- [TASK]:
Locate every line in the data below that contains the word "helicopter", and copy each such line.

- [Data drawn from a collection]:
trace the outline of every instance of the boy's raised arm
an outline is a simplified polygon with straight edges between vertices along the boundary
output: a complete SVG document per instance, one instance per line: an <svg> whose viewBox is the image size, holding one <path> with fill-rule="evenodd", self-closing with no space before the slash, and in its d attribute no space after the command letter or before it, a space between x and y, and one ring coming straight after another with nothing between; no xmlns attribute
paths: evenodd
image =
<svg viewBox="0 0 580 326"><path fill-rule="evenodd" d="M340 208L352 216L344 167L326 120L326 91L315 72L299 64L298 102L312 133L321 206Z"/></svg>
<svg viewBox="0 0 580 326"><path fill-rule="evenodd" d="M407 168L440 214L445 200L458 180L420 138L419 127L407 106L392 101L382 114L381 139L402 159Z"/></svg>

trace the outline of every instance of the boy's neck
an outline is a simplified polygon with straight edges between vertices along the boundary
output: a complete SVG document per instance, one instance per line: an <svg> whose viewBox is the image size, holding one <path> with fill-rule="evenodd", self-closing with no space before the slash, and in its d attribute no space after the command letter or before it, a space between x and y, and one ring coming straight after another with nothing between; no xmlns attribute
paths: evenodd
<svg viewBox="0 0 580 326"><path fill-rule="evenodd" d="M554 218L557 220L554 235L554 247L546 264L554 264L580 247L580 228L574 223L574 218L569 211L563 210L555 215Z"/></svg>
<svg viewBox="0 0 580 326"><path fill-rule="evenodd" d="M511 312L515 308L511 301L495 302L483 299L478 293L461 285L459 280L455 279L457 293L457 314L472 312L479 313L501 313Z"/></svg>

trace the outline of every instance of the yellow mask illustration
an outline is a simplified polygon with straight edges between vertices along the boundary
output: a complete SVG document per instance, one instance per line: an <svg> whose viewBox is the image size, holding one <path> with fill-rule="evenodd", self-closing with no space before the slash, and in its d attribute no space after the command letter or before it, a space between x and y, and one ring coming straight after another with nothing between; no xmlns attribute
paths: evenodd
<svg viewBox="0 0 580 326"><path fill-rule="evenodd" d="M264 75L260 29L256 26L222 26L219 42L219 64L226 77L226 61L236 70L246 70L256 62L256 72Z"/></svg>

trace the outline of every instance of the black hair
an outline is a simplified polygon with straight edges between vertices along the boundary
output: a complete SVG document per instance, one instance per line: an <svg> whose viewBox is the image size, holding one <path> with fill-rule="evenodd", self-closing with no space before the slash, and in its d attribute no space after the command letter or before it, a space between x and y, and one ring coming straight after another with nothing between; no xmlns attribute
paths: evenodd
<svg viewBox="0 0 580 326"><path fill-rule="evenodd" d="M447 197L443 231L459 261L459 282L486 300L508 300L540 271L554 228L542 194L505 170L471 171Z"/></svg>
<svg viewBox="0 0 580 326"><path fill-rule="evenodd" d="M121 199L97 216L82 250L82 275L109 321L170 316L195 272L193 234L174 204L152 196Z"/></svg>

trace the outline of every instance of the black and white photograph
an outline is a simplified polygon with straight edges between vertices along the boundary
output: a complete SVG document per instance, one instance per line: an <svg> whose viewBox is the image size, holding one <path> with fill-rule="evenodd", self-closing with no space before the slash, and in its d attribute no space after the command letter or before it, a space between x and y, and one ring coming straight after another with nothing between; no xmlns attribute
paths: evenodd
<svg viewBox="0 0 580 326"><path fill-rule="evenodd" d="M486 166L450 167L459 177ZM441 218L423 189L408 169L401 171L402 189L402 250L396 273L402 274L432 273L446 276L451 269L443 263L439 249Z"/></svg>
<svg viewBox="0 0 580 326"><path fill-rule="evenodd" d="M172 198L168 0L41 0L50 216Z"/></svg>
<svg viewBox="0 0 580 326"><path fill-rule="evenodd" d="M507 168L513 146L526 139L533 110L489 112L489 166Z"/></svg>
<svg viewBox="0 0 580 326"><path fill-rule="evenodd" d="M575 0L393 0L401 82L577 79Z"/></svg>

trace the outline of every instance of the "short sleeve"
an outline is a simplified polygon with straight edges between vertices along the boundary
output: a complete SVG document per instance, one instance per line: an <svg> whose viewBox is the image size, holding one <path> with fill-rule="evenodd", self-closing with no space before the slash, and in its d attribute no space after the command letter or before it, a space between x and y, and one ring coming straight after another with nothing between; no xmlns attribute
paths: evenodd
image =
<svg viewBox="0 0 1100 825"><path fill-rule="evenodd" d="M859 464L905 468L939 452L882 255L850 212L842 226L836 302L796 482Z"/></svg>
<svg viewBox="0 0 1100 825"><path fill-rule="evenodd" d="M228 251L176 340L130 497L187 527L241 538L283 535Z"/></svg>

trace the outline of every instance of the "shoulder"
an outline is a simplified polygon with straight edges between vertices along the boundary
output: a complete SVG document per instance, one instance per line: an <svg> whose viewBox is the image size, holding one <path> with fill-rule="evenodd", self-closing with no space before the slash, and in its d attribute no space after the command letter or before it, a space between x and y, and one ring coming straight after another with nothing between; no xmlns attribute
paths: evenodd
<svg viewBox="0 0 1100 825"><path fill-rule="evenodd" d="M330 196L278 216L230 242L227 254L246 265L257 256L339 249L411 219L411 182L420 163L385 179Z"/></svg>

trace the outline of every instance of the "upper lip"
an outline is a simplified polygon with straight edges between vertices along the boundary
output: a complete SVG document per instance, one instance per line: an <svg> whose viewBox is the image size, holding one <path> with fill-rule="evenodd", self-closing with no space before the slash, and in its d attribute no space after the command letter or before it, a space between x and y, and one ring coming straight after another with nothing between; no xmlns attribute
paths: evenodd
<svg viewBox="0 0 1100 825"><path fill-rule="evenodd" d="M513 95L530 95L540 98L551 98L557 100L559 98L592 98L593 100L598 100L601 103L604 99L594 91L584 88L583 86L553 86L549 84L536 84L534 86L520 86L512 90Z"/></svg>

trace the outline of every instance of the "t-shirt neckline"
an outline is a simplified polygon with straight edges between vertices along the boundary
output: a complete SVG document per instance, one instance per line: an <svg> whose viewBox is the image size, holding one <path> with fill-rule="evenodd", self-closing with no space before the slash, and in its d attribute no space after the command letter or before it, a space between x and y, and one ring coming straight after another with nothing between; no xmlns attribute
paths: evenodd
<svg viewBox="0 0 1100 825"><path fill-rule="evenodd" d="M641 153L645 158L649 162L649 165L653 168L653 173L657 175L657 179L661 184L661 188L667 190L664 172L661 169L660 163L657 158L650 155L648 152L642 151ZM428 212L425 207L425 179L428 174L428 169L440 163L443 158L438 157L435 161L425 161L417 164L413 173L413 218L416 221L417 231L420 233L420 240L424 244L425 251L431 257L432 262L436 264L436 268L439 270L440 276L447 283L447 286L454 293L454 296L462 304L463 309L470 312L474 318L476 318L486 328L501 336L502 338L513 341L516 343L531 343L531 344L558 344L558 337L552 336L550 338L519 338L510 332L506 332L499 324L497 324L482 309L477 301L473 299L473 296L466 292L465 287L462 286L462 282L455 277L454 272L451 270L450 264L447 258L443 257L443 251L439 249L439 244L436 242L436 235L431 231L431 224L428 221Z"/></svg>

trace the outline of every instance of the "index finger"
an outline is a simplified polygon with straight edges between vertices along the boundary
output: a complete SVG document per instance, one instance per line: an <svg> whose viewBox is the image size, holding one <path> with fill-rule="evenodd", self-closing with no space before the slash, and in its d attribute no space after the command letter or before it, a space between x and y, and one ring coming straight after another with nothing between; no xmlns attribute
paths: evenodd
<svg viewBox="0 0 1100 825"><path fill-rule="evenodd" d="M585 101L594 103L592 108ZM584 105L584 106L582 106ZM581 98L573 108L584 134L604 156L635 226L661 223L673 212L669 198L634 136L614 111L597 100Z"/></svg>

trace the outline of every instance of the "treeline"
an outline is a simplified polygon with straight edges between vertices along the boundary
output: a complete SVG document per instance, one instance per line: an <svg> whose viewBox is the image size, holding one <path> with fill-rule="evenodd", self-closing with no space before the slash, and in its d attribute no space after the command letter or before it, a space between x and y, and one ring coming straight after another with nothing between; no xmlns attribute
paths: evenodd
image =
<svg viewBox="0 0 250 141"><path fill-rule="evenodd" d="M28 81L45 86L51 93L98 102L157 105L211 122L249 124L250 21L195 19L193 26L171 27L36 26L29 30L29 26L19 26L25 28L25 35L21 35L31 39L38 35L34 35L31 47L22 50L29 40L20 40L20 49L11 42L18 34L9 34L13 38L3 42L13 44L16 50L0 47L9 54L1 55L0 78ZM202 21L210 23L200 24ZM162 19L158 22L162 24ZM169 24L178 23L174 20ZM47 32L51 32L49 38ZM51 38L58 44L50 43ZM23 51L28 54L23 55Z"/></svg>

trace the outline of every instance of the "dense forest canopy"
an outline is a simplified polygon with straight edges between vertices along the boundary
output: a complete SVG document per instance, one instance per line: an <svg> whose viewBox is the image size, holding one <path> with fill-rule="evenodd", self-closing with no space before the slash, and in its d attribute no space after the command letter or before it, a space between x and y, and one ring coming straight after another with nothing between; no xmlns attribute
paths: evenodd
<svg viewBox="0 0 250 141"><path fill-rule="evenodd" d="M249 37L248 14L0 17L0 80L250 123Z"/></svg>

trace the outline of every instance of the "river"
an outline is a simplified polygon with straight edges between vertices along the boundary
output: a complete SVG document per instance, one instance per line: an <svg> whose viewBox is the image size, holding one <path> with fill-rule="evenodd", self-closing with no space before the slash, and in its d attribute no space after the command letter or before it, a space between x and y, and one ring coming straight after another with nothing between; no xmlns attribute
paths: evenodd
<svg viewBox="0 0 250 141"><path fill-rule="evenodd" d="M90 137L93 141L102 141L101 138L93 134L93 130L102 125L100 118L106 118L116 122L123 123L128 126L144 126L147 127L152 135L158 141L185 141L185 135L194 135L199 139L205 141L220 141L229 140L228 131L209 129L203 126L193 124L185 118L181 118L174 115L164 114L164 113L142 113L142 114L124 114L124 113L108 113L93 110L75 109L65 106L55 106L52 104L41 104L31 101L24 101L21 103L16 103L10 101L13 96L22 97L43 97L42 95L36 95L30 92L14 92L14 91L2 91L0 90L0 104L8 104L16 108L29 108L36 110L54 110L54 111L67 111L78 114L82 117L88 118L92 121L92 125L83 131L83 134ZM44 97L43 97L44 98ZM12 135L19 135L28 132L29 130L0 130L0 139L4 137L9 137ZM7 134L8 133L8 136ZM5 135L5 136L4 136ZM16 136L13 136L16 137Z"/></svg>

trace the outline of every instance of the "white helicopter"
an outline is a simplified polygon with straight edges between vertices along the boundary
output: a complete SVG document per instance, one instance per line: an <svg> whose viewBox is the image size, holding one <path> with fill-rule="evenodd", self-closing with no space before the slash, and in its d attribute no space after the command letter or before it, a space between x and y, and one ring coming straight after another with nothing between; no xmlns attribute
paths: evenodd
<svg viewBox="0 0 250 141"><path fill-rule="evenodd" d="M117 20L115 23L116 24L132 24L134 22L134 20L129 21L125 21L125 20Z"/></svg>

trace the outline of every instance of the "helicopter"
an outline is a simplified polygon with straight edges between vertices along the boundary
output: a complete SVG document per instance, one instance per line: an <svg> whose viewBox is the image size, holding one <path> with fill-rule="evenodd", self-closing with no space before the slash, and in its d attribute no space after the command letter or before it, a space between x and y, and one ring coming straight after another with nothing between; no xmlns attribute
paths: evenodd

- [COMPLETED EXERCISE]:
trace the outline of every instance of the "white helicopter"
trace the outline of every instance of the "helicopter"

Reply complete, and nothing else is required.